Work instructions
Repeat the whole listing exactly as written.

Exercise material

§ §

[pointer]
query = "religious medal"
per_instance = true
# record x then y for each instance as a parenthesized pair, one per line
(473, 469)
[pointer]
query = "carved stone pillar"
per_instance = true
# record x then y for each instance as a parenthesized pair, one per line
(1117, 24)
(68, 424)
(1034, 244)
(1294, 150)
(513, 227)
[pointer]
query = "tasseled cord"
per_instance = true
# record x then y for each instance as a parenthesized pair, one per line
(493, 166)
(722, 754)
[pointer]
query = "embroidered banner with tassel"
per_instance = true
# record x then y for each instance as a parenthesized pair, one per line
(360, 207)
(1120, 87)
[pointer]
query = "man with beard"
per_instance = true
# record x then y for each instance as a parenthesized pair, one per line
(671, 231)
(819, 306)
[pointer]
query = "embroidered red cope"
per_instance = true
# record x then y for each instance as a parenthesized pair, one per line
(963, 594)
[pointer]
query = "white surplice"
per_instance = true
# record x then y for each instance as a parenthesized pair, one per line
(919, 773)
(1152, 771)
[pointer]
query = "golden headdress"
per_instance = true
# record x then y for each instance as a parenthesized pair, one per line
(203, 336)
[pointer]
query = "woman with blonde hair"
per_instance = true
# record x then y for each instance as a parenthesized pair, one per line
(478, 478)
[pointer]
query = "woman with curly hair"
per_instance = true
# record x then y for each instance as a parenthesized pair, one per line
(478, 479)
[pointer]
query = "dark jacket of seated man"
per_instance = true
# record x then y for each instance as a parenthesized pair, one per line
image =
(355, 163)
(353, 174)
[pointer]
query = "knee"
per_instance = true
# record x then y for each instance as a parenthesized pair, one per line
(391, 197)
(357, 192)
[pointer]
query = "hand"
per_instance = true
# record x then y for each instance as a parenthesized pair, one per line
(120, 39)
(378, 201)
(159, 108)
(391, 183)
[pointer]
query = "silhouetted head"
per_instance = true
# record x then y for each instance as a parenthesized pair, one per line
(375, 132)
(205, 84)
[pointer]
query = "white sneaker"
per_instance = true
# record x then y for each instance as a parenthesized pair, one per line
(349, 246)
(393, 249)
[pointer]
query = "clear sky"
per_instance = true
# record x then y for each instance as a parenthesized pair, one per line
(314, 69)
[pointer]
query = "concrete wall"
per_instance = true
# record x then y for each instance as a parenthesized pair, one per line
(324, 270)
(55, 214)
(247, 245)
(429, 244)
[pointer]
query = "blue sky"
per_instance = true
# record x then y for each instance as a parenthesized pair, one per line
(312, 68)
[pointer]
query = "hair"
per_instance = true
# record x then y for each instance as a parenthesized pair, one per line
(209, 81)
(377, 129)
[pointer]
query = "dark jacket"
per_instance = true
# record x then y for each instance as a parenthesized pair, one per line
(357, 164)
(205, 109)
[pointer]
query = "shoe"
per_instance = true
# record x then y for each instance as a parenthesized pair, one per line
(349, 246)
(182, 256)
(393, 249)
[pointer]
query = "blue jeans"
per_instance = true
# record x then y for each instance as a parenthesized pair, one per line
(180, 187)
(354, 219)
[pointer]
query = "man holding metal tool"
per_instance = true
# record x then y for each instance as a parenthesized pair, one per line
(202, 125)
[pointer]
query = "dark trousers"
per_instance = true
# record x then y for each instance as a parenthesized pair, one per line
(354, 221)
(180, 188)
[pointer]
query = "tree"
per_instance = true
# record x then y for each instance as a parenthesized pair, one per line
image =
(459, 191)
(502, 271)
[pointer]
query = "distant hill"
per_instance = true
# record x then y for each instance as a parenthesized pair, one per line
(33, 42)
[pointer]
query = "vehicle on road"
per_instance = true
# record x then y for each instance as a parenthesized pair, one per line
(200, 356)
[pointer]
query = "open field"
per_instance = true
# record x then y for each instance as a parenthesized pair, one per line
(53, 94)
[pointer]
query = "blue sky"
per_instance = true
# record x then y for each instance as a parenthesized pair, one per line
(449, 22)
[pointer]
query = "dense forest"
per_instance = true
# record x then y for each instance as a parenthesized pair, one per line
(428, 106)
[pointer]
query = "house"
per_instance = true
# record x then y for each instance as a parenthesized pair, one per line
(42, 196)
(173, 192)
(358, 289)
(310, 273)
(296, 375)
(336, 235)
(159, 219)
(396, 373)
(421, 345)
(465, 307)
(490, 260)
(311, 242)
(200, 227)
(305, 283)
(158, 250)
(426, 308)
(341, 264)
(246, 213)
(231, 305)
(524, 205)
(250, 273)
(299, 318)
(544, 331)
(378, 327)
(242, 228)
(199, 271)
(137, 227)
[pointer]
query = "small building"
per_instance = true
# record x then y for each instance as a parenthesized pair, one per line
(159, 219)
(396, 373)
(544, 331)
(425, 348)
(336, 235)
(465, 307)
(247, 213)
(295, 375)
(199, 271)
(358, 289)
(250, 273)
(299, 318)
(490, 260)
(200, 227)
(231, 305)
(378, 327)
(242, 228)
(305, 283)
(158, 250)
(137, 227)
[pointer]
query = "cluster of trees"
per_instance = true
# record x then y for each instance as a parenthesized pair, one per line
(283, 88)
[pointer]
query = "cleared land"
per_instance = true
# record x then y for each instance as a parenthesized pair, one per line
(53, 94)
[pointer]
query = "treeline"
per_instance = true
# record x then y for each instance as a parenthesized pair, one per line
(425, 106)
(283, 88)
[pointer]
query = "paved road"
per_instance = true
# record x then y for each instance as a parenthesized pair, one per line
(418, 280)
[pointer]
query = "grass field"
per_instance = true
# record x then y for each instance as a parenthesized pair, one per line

§ §

Written answer
[pointer]
query = "religious medal"
per_instance = true
# record x then y for each instance as a parenthesized pair, one per line
(473, 469)
[pointer]
query = "carved stone pillar"
per_instance = true
# record x then y for each instance as a parenthesized pair, one per line
(1117, 24)
(68, 424)
(1034, 244)
(1294, 150)
(513, 227)
[pointer]
query = "tasseled cord"
per_instance = true
# record x then y for each instance as a parenthesized pair, one per line
(493, 166)
(722, 754)
[pointer]
query = "embroidered banner with tassel"
per_instance = true
# record x then y for each instance as a parenthesized pair, one per line
(360, 207)
(1120, 87)
[pointer]
query = "man with beard"
per_instance = true
# record x then y for each instance as a parenthesized pair, one per line
(671, 231)
(819, 306)
[pointer]
query = "embroidered red cope"
per_instance = true
# record x then y for each instance as a parenthesized pair, one per line
(963, 594)
[pointer]
query = "white surplice"
per_instance = true
# record x then y for each instance as a parenthesized pair, one per line
(919, 773)
(1152, 771)
[pointer]
query = "golden headdress"
per_instance = true
# record x then y for each instance as a parenthesized pair, one per line
(203, 336)
[pointer]
query = "woman with blonde hair"
per_instance = true
# record x then y for each instance as a parenthesized pair, one per line
(478, 478)
[pointer]
query = "woman with curly hair"
per_instance = true
# record x then y for each instance as a parenthesized pair, one per line
(478, 479)
[pointer]
query = "dark jacket of seated man"
per_instance = true
# record x then y for each instance as a parenthesized pair, one per line
image =
(355, 163)
(353, 174)
[pointer]
query = "knee"
per_instance = true
# record x then y for each instance as a parenthesized pair, one per line
(391, 197)
(357, 192)
[pointer]
query = "hand"
per_instance = true
# record x then y for each instance as a parenthesized pair, one per line
(120, 39)
(378, 201)
(159, 108)
(391, 183)
[pointer]
query = "silhouetted head"
per_instance = true
# record x then y for each instance as a parenthesized pair, one per line
(375, 132)
(205, 84)
[pointer]
query = "white sneaker"
per_instance = true
# record x then y for each instance as a parenthesized pair, one per line
(349, 246)
(393, 249)
[pointer]
query = "clear sky"
per_instance = true
# record x then y for each instance as a parenthesized pair, one per line
(314, 69)
[pointer]
query = "concrete wall"
per_instance = true
# record x then y for each instance as a parenthesized pair, one per line
(324, 270)
(55, 214)
(247, 245)
(429, 244)
[pointer]
query = "blue sky"
per_instance = true
# record x then y for each instance as a parenthesized pair, one per line
(312, 68)
[pointer]
query = "hair"
per_instance = true
# record x then y for each instance as a parenthesized pair, one per line
(209, 81)
(377, 129)
[pointer]
query = "dark jacket"
per_instance = true
# record x then y for each instance as a parenthesized pair, one per line
(357, 164)
(205, 109)
[pointer]
query = "shoe"
per_instance = true
# record x then y for each instance as a parenthesized pair, one per line
(349, 246)
(182, 256)
(393, 249)
[pointer]
query = "blue jeans"
per_instance = true
# record x then y for each instance as a parenthesized pair, one per line
(180, 187)
(354, 219)
[pointer]
query = "man holding metal tool"
per_instance = true
# record x then y for each instance as a parenthesized pair, one per line
(202, 125)
[pointer]
query = "dark trousers"
per_instance = true
# record x then y for each instance as a parenthesized pair, one per line
(354, 221)
(180, 188)
[pointer]
query = "tree"
per_instance = true
# record x then y for each instance as a parenthesized pair, one per line
image =
(459, 191)
(502, 271)
[pointer]
query = "distant hill"
per_instance = true
# record x then y for each instance as a parenthesized pair, one per line
(33, 42)
[pointer]
query = "vehicle on road"
per_instance = true
# record x then y for each instance as a parenthesized pair, one per line
(200, 356)
[pointer]
query = "open field"
per_instance = true
# record x then y for each instance as a parenthesized pair, one per line
(53, 94)
[pointer]
query = "blue sky"
per_instance = true
# record x then y for each instance as a parenthesized pair, one per line
(449, 22)
[pointer]
query = "dense forest"
per_instance = true
# record x then y for each instance as a parenthesized pair, one per line
(428, 106)
[pointer]
query = "house"
per_instance = true
# record x then y for each instance as a parenthesized pair, one per line
(42, 196)
(173, 192)
(358, 289)
(310, 273)
(296, 375)
(336, 235)
(159, 219)
(396, 373)
(421, 345)
(465, 307)
(490, 260)
(311, 242)
(200, 227)
(305, 283)
(158, 250)
(426, 308)
(341, 264)
(246, 213)
(231, 305)
(524, 205)
(250, 273)
(299, 318)
(544, 331)
(378, 327)
(242, 228)
(199, 271)
(137, 227)
[pointer]
query = "small building"
per_instance = true
# record x then y for each instance as a parenthesized pair, one per line
(159, 219)
(396, 373)
(544, 331)
(425, 348)
(336, 235)
(465, 307)
(247, 213)
(295, 375)
(199, 271)
(358, 289)
(250, 273)
(299, 318)
(490, 260)
(200, 227)
(231, 305)
(378, 327)
(242, 228)
(305, 283)
(158, 250)
(137, 227)
[pointer]
query = "cluster of trees"
per_instance = true
# record x then y for each instance as a parenthesized pair, one per line
(283, 88)
[pointer]
query = "cleared land"
per_instance = true
# record x then y for each instance as a parenthesized pair, one per line
(53, 94)
[pointer]
query = "treeline"
per_instance = true
# record x then y for each instance as a parenthesized pair, one per line
(425, 106)
(283, 88)
[pointer]
query = "paved road"
per_instance = true
# record x then y for each instance as a parenthesized pair, one per line
(418, 280)
[pointer]
query = "grass field"
per_instance = true
# record x then y for each instance as a parenthesized pair, one per line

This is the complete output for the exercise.